> _Data provided_:
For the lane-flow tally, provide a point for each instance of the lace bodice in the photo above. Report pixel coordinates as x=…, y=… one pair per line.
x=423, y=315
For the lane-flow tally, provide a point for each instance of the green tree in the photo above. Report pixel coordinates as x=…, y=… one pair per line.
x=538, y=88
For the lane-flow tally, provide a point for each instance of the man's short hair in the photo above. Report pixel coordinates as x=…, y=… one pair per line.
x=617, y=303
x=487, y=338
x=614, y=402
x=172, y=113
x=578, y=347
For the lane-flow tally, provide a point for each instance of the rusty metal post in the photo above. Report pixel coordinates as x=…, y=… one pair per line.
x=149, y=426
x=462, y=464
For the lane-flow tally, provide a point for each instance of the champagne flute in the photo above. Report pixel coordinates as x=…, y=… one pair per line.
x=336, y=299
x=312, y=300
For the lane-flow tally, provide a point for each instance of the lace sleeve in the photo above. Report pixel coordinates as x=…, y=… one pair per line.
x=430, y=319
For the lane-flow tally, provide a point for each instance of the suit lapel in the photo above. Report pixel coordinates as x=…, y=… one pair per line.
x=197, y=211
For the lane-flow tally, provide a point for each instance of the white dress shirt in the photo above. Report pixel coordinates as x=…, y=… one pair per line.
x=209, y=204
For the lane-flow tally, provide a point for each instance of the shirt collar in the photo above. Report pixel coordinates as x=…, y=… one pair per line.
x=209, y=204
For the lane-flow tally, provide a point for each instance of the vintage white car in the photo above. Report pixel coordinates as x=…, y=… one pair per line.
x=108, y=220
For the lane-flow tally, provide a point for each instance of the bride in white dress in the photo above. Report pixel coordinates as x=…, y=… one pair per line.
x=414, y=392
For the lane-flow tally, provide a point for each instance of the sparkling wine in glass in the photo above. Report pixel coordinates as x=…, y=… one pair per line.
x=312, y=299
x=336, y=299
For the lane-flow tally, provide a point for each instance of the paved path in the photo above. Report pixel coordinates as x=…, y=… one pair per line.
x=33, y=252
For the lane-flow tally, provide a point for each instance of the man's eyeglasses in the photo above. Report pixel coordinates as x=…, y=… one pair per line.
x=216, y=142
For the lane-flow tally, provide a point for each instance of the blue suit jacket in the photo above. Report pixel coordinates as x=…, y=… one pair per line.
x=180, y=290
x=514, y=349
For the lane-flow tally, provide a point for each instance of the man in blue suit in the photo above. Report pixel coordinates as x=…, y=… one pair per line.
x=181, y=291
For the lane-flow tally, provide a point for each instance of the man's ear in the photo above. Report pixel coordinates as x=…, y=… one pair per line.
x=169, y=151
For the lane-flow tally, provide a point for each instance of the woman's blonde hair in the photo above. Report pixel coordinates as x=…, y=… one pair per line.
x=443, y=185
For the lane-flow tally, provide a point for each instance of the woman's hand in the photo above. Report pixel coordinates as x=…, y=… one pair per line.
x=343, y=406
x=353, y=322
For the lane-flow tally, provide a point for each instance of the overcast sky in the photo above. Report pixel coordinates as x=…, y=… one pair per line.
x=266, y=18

> _The problem_:
Using the records above as the source, restate each line verbatim.

> _Answer below_:
For the lane-flow tally, provide a point for each instance of the lace bodice in the photo above. Report pixel coordinates as x=…, y=… one pair per line.
x=423, y=315
For the lane-flow tally, provide a point for each instance of the green tree in the photo above. Report pixel coordinates as x=…, y=… one pair per line.
x=538, y=88
For the lane-flow tally, provide a point for each instance of the man's short hair in the photo above. Report pixel coordinates as x=…, y=… one pair per line.
x=617, y=303
x=487, y=338
x=614, y=402
x=172, y=113
x=578, y=347
For the lane-flow tally, provide a point for each instance of the rusty metal post in the photo above. Report pixel coordinates as x=…, y=… one pair per line.
x=149, y=426
x=462, y=464
For the lane-flow tally, provide a point for each instance of the champagne flute in the photo above. Report pixel coordinates as x=…, y=… one pair per line.
x=336, y=299
x=312, y=300
For the lane-flow tally, provide a point for each instance of the lace sleeve in the photo above. Report pixel coordinates as x=…, y=… one pair per line.
x=430, y=319
For the lane-flow tally, provide a point for each instance of the suit lapel in the photo above. Report pixel coordinates as x=…, y=… one pair per line.
x=197, y=211
For the lane-flow tally, provide a point for each instance of the white dress shirt in the photo above. Report pixel coordinates as x=…, y=… one pair per line.
x=209, y=204
For the lane-flow tally, provide a point for each instance of the shirt collar in the photo above. Report pixel coordinates as x=…, y=… one pair per line.
x=209, y=204
For the lane-flow tally, provide a point for each instance of the vintage white car in the photo above. Report pixel coordinates as x=…, y=… one pair per line.
x=108, y=220
For the lane-flow tally, provide a point for each instance of the bride in white dress in the photo above. Report pixel coordinates as x=…, y=… one pair per line.
x=414, y=392
For the lane-flow tally, provide a point for each instance of the sparkling wine in glass in the photo above. Report pixel coordinates as x=…, y=… one pair per line.
x=312, y=299
x=336, y=299
For the lane-flow tally, provide a point for each instance of the paved path in the photo above. Report pixel coordinates as x=…, y=… one pair per line.
x=33, y=252
For the lane-flow tally, provide a point for each instance of the man's eyeglasses in the photo above. Report pixel coordinates as x=…, y=… one pair per line.
x=216, y=142
For the lane-flow tally, provide a point for each instance of the blue suit jacket in the photo above. Report pixel coordinates as x=…, y=… one pair per line.
x=180, y=290
x=514, y=349
For the lane-flow tally, provide a point for each instance of the man in blue suit in the photo above. Report pixel coordinates as x=…, y=… one pair per line.
x=181, y=291
For the lane-flow tally, provide a point for each instance of the man's ear in the photo above. Report pixel coordinates as x=…, y=… one pair per line.
x=169, y=151
For the lane-flow tally, provide a point for each instance of the woman's blonde hair in the photo above. Report pixel coordinates as x=…, y=… one pair per line.
x=443, y=185
For the lane-flow tally, provide a point for each instance of the woman's hand in the photo above. Report pixel coordinates as x=…, y=… one pair per line.
x=343, y=406
x=353, y=322
For the lane-flow tally, provide a point for each instance of the overcast sky in the photo above. Report pixel coordinates as x=…, y=… one pair per line.
x=266, y=18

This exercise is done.